- [SET EXERCISE]: Your task is to return the span of lines beginning at the one with "Can you see the gmc" and ending at the last line of the data, exactly as it stands.
===== INFORMATION SHOWN
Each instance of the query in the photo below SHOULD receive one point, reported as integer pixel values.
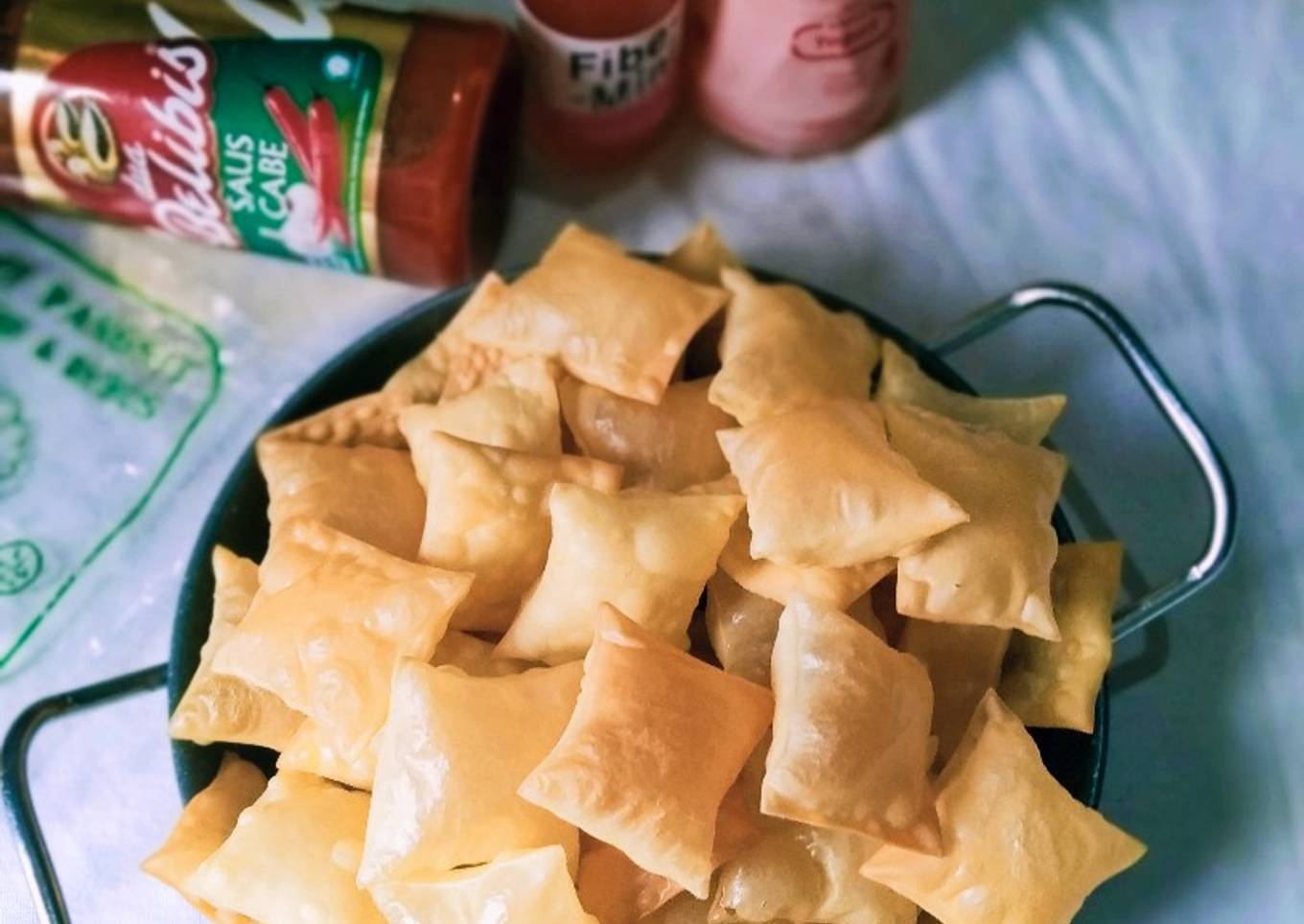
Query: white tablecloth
(1147, 148)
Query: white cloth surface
(1149, 149)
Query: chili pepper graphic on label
(323, 146)
(314, 142)
(291, 123)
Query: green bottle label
(252, 126)
(292, 137)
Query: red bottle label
(224, 123)
(126, 130)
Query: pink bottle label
(806, 76)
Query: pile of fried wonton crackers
(470, 637)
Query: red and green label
(232, 140)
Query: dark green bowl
(239, 520)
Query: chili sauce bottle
(340, 138)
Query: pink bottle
(796, 77)
(604, 77)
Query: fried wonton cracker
(521, 887)
(311, 749)
(365, 492)
(702, 256)
(1055, 685)
(218, 707)
(742, 626)
(329, 623)
(488, 514)
(647, 554)
(804, 873)
(1020, 848)
(656, 740)
(1025, 420)
(682, 910)
(205, 823)
(781, 350)
(515, 408)
(453, 752)
(825, 489)
(850, 745)
(619, 891)
(994, 569)
(292, 856)
(964, 663)
(664, 446)
(369, 420)
(612, 319)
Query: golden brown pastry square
(611, 319)
(218, 707)
(702, 256)
(994, 569)
(964, 663)
(664, 446)
(205, 823)
(825, 489)
(365, 492)
(453, 752)
(486, 514)
(515, 408)
(656, 740)
(292, 856)
(850, 746)
(1018, 847)
(1025, 420)
(312, 751)
(1055, 684)
(330, 620)
(742, 626)
(647, 554)
(781, 350)
(521, 885)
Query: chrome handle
(20, 810)
(1218, 484)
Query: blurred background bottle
(799, 77)
(603, 77)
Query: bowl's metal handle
(17, 790)
(1222, 497)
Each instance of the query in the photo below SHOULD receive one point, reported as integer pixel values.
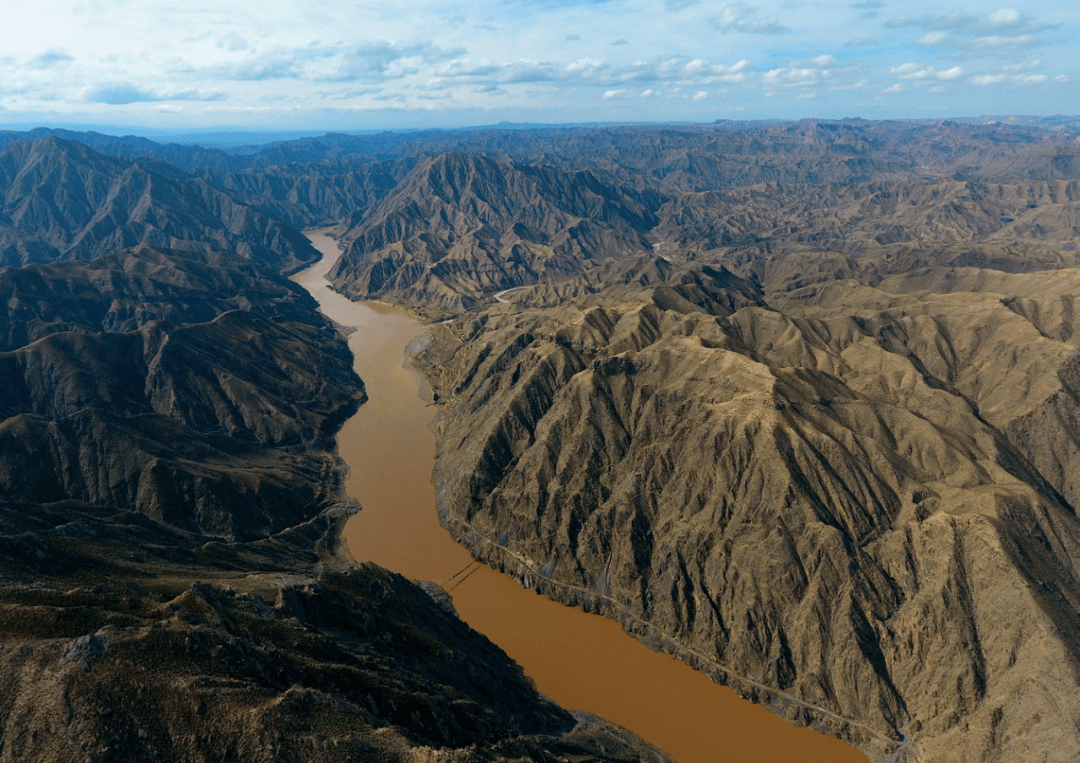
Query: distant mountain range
(794, 401)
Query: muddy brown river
(582, 661)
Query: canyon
(793, 402)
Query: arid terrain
(796, 402)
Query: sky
(360, 65)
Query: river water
(582, 661)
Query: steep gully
(580, 660)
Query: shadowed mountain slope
(123, 291)
(459, 227)
(135, 382)
(172, 584)
(860, 511)
(64, 201)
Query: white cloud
(919, 71)
(933, 38)
(739, 17)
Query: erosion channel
(582, 661)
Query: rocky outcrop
(859, 511)
(217, 419)
(460, 227)
(125, 639)
(64, 201)
(126, 290)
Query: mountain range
(796, 402)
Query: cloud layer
(342, 64)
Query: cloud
(868, 8)
(365, 62)
(119, 94)
(673, 70)
(233, 42)
(739, 17)
(987, 79)
(50, 61)
(1008, 23)
(919, 71)
(933, 38)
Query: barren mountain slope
(64, 201)
(459, 227)
(861, 512)
(215, 420)
(125, 290)
(172, 585)
(125, 639)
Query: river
(582, 661)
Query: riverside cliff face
(172, 581)
(859, 510)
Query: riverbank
(582, 661)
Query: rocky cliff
(63, 200)
(139, 384)
(859, 509)
(172, 584)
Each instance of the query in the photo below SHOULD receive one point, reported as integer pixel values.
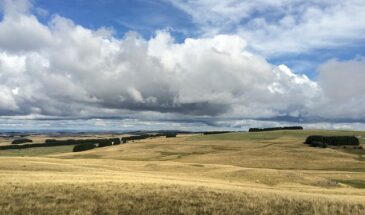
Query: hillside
(234, 173)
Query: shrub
(333, 140)
(115, 141)
(50, 140)
(215, 132)
(83, 147)
(170, 135)
(22, 140)
(276, 128)
(105, 143)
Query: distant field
(235, 173)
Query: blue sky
(147, 16)
(189, 64)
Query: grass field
(235, 173)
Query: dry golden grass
(268, 173)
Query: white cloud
(82, 72)
(343, 89)
(65, 71)
(281, 26)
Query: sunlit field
(234, 173)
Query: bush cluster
(215, 132)
(170, 135)
(276, 128)
(83, 147)
(53, 142)
(314, 140)
(22, 140)
(145, 136)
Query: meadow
(233, 173)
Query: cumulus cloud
(61, 70)
(281, 26)
(343, 88)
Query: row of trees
(215, 132)
(54, 142)
(324, 141)
(145, 136)
(21, 141)
(276, 128)
(80, 144)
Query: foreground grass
(129, 198)
(239, 173)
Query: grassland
(236, 173)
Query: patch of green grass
(34, 152)
(353, 183)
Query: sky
(181, 64)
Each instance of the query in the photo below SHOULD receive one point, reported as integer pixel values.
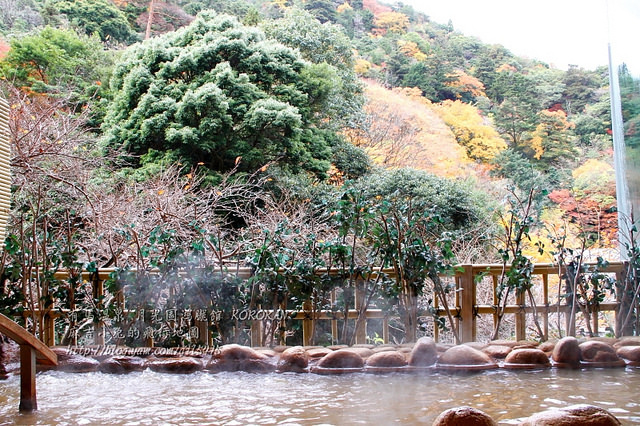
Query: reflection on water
(243, 398)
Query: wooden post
(307, 323)
(545, 318)
(98, 325)
(334, 322)
(385, 329)
(467, 299)
(360, 323)
(521, 318)
(256, 333)
(28, 400)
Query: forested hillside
(364, 77)
(295, 138)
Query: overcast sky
(559, 32)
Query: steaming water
(241, 398)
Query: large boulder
(122, 364)
(72, 362)
(295, 359)
(497, 351)
(177, 365)
(596, 352)
(364, 352)
(388, 359)
(630, 353)
(566, 352)
(463, 357)
(235, 357)
(574, 415)
(527, 358)
(318, 352)
(424, 353)
(341, 359)
(464, 416)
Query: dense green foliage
(220, 94)
(99, 17)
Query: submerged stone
(566, 352)
(424, 353)
(497, 351)
(294, 359)
(235, 357)
(72, 362)
(630, 353)
(465, 357)
(387, 359)
(179, 365)
(599, 352)
(341, 359)
(467, 416)
(574, 415)
(122, 364)
(527, 358)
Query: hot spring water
(361, 398)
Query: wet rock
(504, 342)
(295, 359)
(548, 346)
(566, 352)
(596, 351)
(179, 365)
(341, 359)
(268, 352)
(385, 348)
(630, 353)
(424, 353)
(240, 358)
(497, 351)
(71, 362)
(318, 352)
(466, 357)
(627, 341)
(527, 357)
(387, 359)
(122, 365)
(467, 416)
(574, 415)
(364, 345)
(476, 345)
(362, 351)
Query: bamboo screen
(5, 169)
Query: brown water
(149, 398)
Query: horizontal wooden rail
(465, 308)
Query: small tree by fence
(206, 308)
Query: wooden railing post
(28, 400)
(360, 323)
(467, 326)
(98, 295)
(307, 323)
(521, 318)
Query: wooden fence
(473, 301)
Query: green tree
(219, 94)
(100, 17)
(328, 46)
(57, 62)
(323, 10)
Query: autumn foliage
(472, 131)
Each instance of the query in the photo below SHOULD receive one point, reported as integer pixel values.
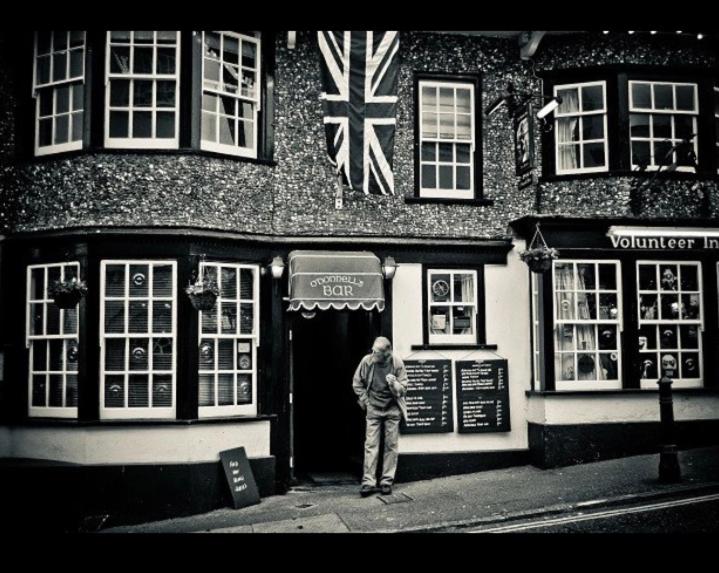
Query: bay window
(670, 319)
(138, 339)
(587, 324)
(58, 89)
(52, 340)
(662, 114)
(142, 89)
(229, 337)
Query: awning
(335, 279)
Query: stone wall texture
(295, 196)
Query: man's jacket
(362, 381)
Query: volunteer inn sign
(663, 238)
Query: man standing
(380, 381)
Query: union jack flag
(359, 80)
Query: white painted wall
(634, 407)
(135, 445)
(507, 325)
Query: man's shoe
(366, 490)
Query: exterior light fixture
(277, 267)
(389, 267)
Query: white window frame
(672, 112)
(145, 142)
(580, 114)
(437, 193)
(70, 82)
(536, 328)
(677, 381)
(452, 338)
(254, 339)
(144, 412)
(595, 384)
(716, 123)
(46, 301)
(256, 102)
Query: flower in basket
(539, 258)
(68, 292)
(203, 293)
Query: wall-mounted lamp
(389, 267)
(277, 267)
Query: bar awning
(335, 279)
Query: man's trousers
(377, 420)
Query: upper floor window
(230, 92)
(142, 89)
(138, 339)
(447, 139)
(452, 312)
(716, 124)
(581, 128)
(52, 339)
(229, 337)
(58, 88)
(662, 114)
(587, 324)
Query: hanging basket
(66, 294)
(204, 300)
(539, 258)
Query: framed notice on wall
(524, 141)
(429, 397)
(482, 396)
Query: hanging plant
(203, 294)
(67, 293)
(539, 257)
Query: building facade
(139, 160)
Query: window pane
(119, 124)
(165, 124)
(143, 60)
(641, 96)
(685, 98)
(592, 98)
(593, 127)
(165, 60)
(62, 129)
(463, 178)
(162, 354)
(429, 177)
(142, 124)
(142, 93)
(162, 390)
(594, 155)
(663, 96)
(445, 177)
(639, 124)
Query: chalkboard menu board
(239, 477)
(429, 397)
(482, 395)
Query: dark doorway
(328, 423)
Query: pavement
(454, 503)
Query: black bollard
(669, 471)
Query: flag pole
(338, 192)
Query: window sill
(40, 422)
(64, 155)
(676, 175)
(454, 347)
(447, 201)
(623, 391)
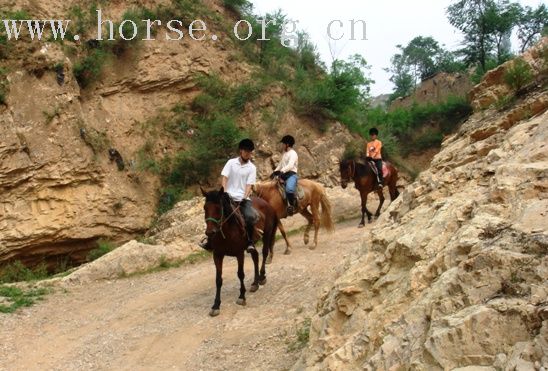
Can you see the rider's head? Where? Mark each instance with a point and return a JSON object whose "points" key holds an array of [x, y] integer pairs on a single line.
{"points": [[288, 141], [246, 148]]}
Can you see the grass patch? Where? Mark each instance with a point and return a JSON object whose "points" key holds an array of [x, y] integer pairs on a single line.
{"points": [[14, 298], [302, 336]]}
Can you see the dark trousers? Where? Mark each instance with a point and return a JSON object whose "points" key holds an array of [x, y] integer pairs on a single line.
{"points": [[246, 207], [378, 164]]}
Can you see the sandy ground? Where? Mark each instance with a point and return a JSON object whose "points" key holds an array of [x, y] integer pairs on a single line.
{"points": [[160, 320]]}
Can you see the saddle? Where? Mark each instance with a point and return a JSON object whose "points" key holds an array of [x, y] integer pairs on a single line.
{"points": [[281, 189], [385, 169]]}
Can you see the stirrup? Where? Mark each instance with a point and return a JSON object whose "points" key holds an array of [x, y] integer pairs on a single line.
{"points": [[290, 210]]}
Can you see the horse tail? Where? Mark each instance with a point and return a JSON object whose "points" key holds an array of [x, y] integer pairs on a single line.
{"points": [[326, 218]]}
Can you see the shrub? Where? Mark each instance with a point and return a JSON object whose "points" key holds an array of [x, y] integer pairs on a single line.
{"points": [[17, 297], [518, 75], [17, 272], [103, 247], [89, 69]]}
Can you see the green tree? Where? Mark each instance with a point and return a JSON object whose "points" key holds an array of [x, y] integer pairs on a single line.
{"points": [[532, 23], [501, 18], [473, 18]]}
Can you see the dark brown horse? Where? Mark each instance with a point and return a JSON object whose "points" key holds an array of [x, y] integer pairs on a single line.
{"points": [[365, 181], [227, 237], [309, 207]]}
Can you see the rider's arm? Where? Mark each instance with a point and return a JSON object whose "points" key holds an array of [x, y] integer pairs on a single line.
{"points": [[292, 159]]}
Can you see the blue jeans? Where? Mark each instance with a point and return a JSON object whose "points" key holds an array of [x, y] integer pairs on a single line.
{"points": [[291, 184]]}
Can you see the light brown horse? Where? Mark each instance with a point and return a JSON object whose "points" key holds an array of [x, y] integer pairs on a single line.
{"points": [[314, 197], [365, 181]]}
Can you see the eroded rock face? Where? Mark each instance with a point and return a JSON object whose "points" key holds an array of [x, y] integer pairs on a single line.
{"points": [[454, 274], [60, 192]]}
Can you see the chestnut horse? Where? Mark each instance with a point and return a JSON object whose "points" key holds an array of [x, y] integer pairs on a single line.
{"points": [[314, 196], [365, 181], [227, 237]]}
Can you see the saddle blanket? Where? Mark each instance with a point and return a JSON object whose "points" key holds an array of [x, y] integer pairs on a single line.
{"points": [[300, 191]]}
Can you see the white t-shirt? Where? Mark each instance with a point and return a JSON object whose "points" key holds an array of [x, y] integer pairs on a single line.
{"points": [[239, 176], [289, 162]]}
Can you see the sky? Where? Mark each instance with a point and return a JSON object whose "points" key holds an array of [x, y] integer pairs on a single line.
{"points": [[389, 23]]}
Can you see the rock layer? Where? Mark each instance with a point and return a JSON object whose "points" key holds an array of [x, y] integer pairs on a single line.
{"points": [[455, 272]]}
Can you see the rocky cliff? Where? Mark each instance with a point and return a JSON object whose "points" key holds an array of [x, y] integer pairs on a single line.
{"points": [[60, 190], [454, 274]]}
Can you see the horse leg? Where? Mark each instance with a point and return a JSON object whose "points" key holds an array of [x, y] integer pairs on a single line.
{"points": [[381, 201], [287, 244], [255, 285], [241, 276], [316, 220], [364, 210], [268, 243], [310, 220], [215, 310]]}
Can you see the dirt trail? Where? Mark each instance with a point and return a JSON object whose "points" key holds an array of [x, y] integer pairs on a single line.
{"points": [[160, 321]]}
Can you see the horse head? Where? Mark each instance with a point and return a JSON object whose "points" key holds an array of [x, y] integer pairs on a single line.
{"points": [[347, 169], [214, 211]]}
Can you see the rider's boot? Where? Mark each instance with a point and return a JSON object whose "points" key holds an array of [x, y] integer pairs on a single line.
{"points": [[290, 204], [205, 244]]}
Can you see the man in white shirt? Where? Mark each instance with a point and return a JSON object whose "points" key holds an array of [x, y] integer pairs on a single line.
{"points": [[287, 170], [238, 177]]}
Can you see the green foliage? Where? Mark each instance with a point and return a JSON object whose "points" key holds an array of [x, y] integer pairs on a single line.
{"points": [[238, 6], [402, 130], [335, 95], [418, 60], [505, 102], [518, 75], [302, 336], [18, 298], [88, 70], [17, 272], [532, 24], [103, 247]]}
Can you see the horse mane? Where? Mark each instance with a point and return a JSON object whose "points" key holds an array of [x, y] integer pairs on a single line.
{"points": [[262, 187]]}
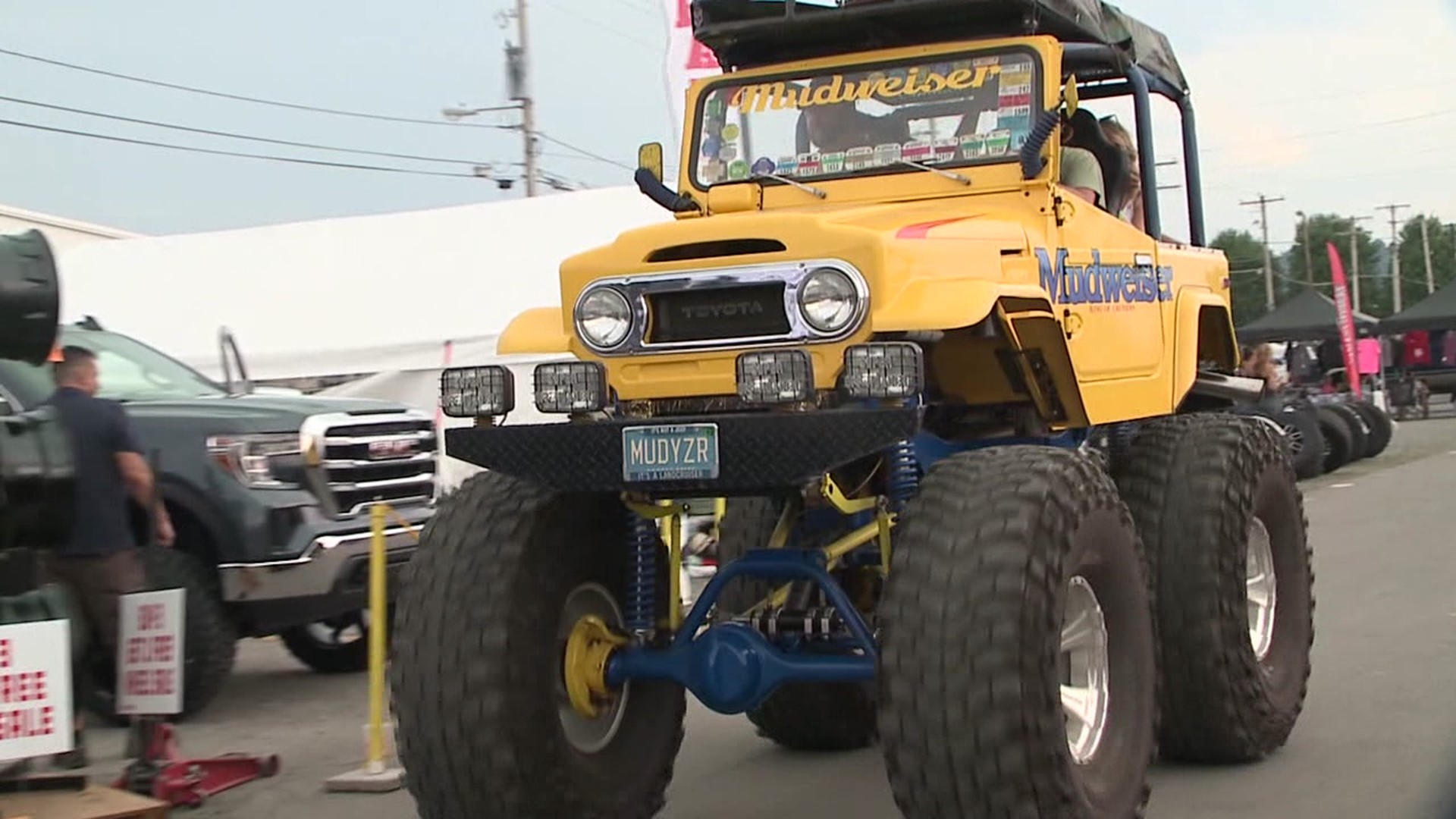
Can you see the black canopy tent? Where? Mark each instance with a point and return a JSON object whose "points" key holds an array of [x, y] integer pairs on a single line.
{"points": [[1436, 311], [1308, 316]]}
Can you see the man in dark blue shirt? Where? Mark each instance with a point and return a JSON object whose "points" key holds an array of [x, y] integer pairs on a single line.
{"points": [[101, 561]]}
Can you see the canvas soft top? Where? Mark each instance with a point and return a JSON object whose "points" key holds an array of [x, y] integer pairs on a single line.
{"points": [[746, 34]]}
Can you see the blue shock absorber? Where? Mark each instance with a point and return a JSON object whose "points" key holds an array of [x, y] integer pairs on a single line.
{"points": [[641, 610], [903, 477]]}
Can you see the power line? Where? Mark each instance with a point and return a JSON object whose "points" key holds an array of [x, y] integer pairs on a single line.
{"points": [[216, 152], [237, 136], [313, 108]]}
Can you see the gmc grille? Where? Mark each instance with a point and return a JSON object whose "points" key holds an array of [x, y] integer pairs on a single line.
{"points": [[391, 460], [717, 314]]}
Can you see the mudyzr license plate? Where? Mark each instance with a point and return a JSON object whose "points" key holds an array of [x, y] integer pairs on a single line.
{"points": [[686, 452]]}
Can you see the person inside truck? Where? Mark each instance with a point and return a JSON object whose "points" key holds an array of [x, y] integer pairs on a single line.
{"points": [[102, 560]]}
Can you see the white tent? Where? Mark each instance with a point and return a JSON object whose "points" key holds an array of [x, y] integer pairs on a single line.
{"points": [[354, 295]]}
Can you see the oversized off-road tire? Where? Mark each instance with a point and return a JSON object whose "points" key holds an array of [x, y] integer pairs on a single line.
{"points": [[1223, 521], [801, 716], [332, 646], [1359, 431], [1338, 444], [209, 642], [1379, 425], [1017, 580], [484, 725]]}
==========
- [ANSWER FOR THIS EXERCISE]:
Can you see the gmc grille? Where? Mark each instance with a point and return a JSON object whose "points" key holds an array of [x, y] integer pairs on a single line.
{"points": [[391, 460], [717, 314]]}
Can you see the mudyzr license plate? Where? Mark each instance with a point and return a JSON object whose "points" key holds an array of [x, y] integer pairs on a single line.
{"points": [[686, 452]]}
Can you see the person inside truck? Where? Mark each instance with a point and return a JSON object whose "points" key holds an array of [x, y] integer pairs on a single line.
{"points": [[102, 560]]}
Can you see the white tent? Where? Mark each instance with a point and return a JSON object whose "points" key holds an array of [x, y] integer pairs on a single line.
{"points": [[354, 295]]}
Can you see the oversized off-road tire? Where? Mark each instance with a point and return a JSON object whose "points" key holds an array of [x, y] integer pairs on a single line.
{"points": [[1223, 521], [801, 716], [332, 646], [1359, 431], [1338, 444], [209, 642], [1379, 425], [1017, 580], [484, 725]]}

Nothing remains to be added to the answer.